**PASSAGE**
● ● ●

Deficit Deal will Kill Jobs

beardo

Well-Known Member
one of the reasons so much wealth is concentrated in the US economy is because of our stable government, a government that always got the job done. no matter what. now for some reason republicans are looking for any excuse to make obama look bad.

for ex:

the internet. the government sure as hell had a hand in it's creation and it's launch....

the government didn't create ebay though....

yet ebay wouldn't be possible if there wasn't internet in place....

that should get your neurons firing....
The internet and most of the jobs it has created are bullshit and part of this countries problem.
We need iron works mines and ship yards not computer experts
 

redivider

Well-Known Member
The internet and most of the jobs it has created are bullshit and part of this countries problem.
We need iron works mines and ship yards not computer experts
ah yes, ironworks, mines, ship yards.... union jobs.... the type that start out 25 bucks an hour and you could work your way up to 50 bucks per hour in a few years....

full benefits... 2 days off a week.... 10 hrs per day max.... those jobs right???

you guys crack me up....
 

beardo

Well-Known Member
ah yes, ironworks, mines, ship yards.... union jobs.... the type that start out 25 bucks an hour and you could work your way up to 50 bucks per hour in a few years....

● ● ●

(Saved entries)
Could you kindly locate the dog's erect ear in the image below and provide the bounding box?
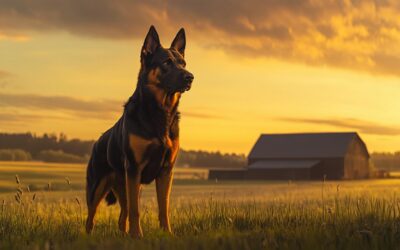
[171,28,186,56]
[141,25,161,58]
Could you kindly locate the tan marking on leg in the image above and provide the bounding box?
[112,178,128,233]
[156,169,173,233]
[126,173,143,238]
[156,138,179,233]
[125,134,158,238]
[86,175,114,234]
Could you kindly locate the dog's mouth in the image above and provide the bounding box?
[177,84,192,93]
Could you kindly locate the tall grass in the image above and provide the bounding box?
[0,187,400,249]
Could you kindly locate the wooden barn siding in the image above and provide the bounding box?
[311,158,344,180]
[344,139,369,179]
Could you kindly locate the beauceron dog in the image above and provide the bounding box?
[86,26,194,238]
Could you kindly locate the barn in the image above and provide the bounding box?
[209,132,369,180]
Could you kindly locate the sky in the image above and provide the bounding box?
[0,0,400,154]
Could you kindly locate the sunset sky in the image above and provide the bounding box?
[0,0,400,154]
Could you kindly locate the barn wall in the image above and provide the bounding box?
[311,158,344,180]
[344,139,369,179]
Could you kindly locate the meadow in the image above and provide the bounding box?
[0,162,400,249]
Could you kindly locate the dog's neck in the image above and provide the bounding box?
[144,84,181,113]
[125,84,180,139]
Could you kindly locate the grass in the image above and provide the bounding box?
[0,161,400,249]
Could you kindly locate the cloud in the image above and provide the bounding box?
[181,111,226,119]
[0,0,400,76]
[0,70,11,80]
[0,92,222,122]
[0,92,123,119]
[0,70,12,89]
[279,118,400,136]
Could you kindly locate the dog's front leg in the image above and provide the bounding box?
[125,168,143,238]
[156,167,173,233]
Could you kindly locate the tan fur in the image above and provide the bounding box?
[156,138,179,233]
[126,134,157,238]
[86,174,115,233]
[126,173,143,238]
[147,67,160,85]
[112,177,128,233]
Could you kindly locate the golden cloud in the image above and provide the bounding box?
[0,0,400,76]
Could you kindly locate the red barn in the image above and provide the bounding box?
[209,132,369,180]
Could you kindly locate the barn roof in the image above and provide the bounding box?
[248,160,321,169]
[248,132,368,159]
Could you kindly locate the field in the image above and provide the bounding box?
[0,162,400,249]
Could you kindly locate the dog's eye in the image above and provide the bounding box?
[163,59,172,66]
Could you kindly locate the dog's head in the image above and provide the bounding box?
[140,26,194,94]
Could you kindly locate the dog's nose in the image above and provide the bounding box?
[184,72,194,83]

● ● ●

**ACTIONS TO TAKE**
a – List the kinds of workplaces that the thread on the deficit deal says the country needs instead of computer experts.
b – Please write the next reply in the thread on the deficit deal, picking up after the last quoted line.
This material has no connection to the thread on the deficit deal.

**ANSWERS FOR THE TASKS**
a – Iron works, mines, ship yards

b –
full benefits... 2 days off a week.... 10 hrs per day max.... those jobs right???

you guys crack me up....
Govt should not be giving contracts to unions- what if you had a construction company and were non union, why should you not get to build roads and bridges?
 

mame

Well-Known Member
Here is the MAJOR problem with your arguments- The government creating imployment is a huge part of our problem. The government can not employ everyone they can not employ a majority and they should not employ a significant precentage. The government does not create wealth. We can not improve or situation by borrowing to create employment to boost GDP because even if GDP increases because of Govt spending and Govt jobs and programs we would actually be worsening our fundamental problem.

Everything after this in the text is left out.